_Document excerpt_
In the first full pads practice of fall camp, Voorhies was challenged. In a goal line simulation drill, Miles had Voorhies go up against the No. 1 rated high school prospect in 2013 in Leonard Fournette. Miles didn’t deny baptizing Voorhies into SEC-caliber competition.
“Absolutely,” Miles said. “Let’s see what you got, you know? I expected it. I didn’t want to give Leonard a fall-over. I wanted to give him a guy who’s a good player.”
Voorhies stood his ground, though, stopping Fournette and pushing him out of bounds shy of the end zone.
Voorhies, who said he’s gained five-percent more muscle mass, is steadily working hard to pickup the quickness of the game and make himself more imposing physically. After all, he knows the reputation of past LSU defensive backs like Mo Claiborne, Patrick Peterson and Tyrann Mathieu, who earned the school the moniker “Defensive Back University.” Voorhies feels the competition at safety is DBU-worthy.

_Records_
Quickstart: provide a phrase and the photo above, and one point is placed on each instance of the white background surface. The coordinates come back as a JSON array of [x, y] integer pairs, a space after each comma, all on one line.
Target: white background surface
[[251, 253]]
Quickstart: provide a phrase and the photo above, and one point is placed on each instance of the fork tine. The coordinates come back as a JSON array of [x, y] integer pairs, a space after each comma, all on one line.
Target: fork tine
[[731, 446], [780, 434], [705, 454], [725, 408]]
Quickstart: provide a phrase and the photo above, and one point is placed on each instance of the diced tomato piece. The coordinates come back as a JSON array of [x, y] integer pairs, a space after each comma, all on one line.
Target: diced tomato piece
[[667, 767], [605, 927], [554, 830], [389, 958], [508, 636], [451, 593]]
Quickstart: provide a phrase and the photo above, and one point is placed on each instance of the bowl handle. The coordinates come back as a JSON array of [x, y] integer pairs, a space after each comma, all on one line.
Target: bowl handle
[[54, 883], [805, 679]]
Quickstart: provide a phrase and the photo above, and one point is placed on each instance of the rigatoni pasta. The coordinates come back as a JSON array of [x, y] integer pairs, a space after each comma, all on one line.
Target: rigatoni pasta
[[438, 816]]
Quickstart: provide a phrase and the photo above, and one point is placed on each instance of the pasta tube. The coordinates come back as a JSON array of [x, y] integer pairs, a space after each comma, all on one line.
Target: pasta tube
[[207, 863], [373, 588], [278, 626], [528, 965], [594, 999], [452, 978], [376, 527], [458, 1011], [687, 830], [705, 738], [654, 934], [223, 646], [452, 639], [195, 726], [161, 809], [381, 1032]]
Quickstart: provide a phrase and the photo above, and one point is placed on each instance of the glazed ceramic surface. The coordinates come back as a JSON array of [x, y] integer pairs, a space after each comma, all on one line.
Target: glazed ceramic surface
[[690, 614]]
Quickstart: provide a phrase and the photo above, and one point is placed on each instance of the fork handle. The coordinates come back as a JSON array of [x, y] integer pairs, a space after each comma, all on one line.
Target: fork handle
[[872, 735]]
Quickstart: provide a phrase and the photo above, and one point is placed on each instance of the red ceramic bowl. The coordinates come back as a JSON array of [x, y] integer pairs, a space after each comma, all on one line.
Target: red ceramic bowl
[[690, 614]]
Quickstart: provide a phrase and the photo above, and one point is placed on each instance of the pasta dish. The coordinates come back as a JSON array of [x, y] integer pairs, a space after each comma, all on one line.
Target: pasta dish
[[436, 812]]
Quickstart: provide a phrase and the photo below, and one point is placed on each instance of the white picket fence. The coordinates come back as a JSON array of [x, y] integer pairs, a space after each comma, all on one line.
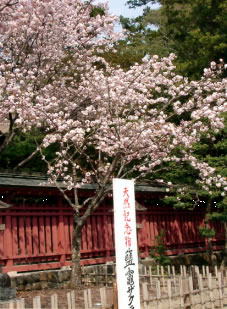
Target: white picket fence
[[161, 288]]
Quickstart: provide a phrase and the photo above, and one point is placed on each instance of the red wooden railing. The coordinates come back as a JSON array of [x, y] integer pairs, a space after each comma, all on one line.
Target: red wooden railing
[[38, 236]]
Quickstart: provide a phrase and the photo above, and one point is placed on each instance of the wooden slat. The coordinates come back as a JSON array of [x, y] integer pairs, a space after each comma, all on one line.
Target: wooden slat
[[15, 238], [71, 230], [100, 234], [8, 240], [28, 235], [94, 232], [48, 234], [35, 235], [21, 236], [89, 236], [54, 231], [1, 239], [42, 241], [67, 237]]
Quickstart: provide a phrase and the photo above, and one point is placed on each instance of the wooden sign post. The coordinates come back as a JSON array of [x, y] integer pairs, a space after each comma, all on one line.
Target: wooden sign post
[[126, 244]]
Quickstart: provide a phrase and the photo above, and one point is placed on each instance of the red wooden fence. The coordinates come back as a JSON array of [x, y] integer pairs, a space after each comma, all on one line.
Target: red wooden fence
[[37, 234]]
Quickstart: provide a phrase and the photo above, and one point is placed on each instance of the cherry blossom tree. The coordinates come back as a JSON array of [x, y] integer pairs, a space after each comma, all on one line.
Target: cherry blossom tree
[[107, 122], [38, 39], [117, 123]]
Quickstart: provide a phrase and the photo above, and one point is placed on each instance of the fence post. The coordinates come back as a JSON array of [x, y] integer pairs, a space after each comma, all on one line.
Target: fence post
[[169, 293], [158, 290], [20, 304], [54, 301], [145, 295], [36, 302], [115, 295], [220, 290], [211, 290], [201, 291], [103, 297]]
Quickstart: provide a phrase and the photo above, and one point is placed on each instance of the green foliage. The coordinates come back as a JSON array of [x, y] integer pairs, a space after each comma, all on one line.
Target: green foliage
[[194, 30], [20, 148], [157, 252], [206, 232]]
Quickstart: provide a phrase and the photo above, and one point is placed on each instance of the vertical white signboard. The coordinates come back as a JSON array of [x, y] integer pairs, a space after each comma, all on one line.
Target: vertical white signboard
[[126, 244]]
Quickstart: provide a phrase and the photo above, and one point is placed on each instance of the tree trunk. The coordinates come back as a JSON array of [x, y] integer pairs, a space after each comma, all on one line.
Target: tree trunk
[[76, 276], [225, 248]]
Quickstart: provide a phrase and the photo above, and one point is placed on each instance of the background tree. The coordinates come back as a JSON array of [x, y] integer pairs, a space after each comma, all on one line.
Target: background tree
[[120, 123], [193, 30], [37, 40]]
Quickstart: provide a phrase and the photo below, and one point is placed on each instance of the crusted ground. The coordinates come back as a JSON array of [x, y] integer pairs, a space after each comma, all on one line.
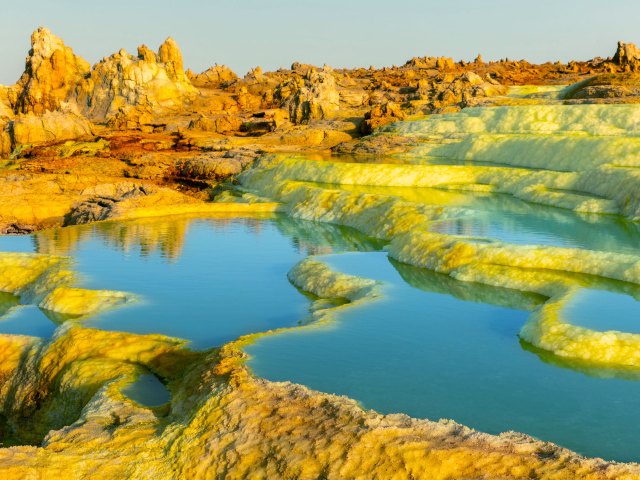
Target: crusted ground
[[136, 136]]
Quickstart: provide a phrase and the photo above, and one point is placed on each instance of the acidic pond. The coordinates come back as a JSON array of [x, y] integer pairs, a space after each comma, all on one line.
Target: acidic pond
[[430, 347]]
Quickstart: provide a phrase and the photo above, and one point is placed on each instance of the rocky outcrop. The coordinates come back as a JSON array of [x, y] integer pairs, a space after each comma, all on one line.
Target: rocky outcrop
[[51, 127], [627, 56], [313, 96], [212, 166], [381, 115], [461, 91], [156, 81], [51, 74], [218, 76], [218, 123], [435, 63], [265, 121]]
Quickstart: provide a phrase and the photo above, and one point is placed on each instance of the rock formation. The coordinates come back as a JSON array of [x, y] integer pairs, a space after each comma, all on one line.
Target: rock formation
[[48, 127], [381, 115], [156, 81], [627, 56], [51, 74], [218, 76], [311, 97]]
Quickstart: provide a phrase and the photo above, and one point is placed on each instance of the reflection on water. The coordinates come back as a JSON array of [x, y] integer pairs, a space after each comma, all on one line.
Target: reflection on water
[[194, 275], [602, 310], [147, 390], [439, 348], [434, 347]]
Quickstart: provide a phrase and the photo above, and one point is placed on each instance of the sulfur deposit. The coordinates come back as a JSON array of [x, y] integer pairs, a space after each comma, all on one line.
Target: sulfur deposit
[[136, 136]]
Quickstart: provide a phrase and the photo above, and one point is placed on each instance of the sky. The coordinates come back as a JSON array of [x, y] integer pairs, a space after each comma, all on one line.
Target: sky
[[342, 33]]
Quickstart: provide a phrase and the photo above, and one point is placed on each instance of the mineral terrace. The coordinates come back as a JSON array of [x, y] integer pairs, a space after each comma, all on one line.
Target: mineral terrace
[[136, 135]]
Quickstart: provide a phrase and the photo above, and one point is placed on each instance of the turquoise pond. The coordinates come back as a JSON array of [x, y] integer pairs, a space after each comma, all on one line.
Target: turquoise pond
[[432, 347]]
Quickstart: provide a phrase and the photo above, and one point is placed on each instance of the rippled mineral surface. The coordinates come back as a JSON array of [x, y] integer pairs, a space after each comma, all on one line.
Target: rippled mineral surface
[[464, 309]]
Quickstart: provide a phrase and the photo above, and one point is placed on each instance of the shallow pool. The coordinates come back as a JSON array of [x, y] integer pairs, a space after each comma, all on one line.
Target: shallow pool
[[432, 347], [456, 355]]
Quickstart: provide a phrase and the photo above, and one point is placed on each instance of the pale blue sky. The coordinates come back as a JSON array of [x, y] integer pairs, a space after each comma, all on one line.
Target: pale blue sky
[[274, 33]]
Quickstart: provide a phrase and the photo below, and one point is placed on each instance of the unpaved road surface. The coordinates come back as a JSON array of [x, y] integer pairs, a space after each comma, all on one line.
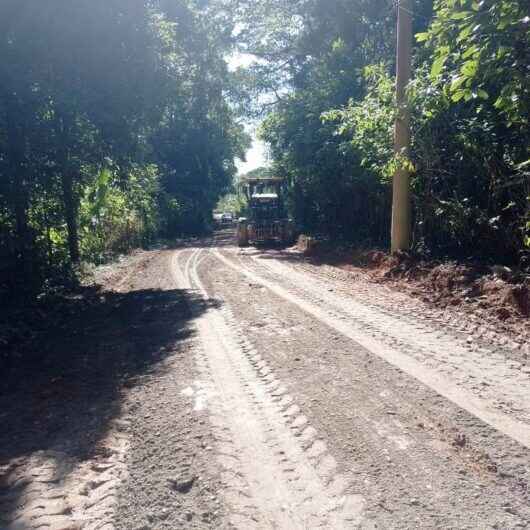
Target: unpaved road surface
[[217, 387]]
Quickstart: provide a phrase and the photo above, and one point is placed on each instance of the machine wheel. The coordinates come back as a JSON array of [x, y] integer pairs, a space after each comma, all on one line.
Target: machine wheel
[[242, 233]]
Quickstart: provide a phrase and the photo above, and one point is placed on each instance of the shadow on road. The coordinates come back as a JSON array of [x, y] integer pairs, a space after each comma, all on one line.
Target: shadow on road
[[60, 390]]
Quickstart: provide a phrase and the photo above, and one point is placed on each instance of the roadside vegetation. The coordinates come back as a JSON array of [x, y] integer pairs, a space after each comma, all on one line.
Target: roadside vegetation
[[116, 128], [331, 133], [121, 122]]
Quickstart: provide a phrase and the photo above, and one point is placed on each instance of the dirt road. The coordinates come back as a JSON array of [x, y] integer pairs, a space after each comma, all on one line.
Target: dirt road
[[252, 389]]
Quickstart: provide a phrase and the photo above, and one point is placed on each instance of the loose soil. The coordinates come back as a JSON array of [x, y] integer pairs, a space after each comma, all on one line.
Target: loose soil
[[211, 387]]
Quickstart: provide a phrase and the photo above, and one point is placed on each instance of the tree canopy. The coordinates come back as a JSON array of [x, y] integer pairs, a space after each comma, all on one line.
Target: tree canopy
[[120, 122]]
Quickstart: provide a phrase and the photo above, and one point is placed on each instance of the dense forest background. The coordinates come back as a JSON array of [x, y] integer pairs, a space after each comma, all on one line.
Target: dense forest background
[[116, 127], [120, 123], [331, 131]]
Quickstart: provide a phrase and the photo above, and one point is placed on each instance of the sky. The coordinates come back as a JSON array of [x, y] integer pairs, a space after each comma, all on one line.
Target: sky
[[257, 154]]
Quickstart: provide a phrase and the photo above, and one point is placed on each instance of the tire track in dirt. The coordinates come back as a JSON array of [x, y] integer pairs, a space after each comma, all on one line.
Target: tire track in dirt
[[358, 325], [54, 491], [279, 474]]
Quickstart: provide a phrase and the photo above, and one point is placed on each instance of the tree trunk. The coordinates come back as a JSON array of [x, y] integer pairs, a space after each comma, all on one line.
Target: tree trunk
[[70, 213], [19, 194], [64, 130]]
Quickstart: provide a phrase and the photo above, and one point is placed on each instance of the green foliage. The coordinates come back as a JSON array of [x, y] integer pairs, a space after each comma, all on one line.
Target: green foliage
[[115, 126], [482, 51], [331, 132], [115, 216]]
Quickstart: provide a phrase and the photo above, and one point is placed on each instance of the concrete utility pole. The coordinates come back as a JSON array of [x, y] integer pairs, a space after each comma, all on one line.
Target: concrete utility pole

_Your goal_
Pick up the LSU fall camp article about Voorhies after its final sentence and continue it.

_Reply_
“(The competition) makes me play harder because DBU has a big role to live up to,” Voorhies said.
Talented but inexperienced, Voorhies understands that there is a learning curve involved with progressing in Chavis’ defense.
Earning a starting position in the SEC right out of high school is a tall order, Voorhies admitted. And even seeing playing time with the athletes on the roster is going to be a steep challenge. But if No. 35 is ever called to contribute, Voorhies will be ready.
“When they call on me, I’ll fill my role,” Voorhies said.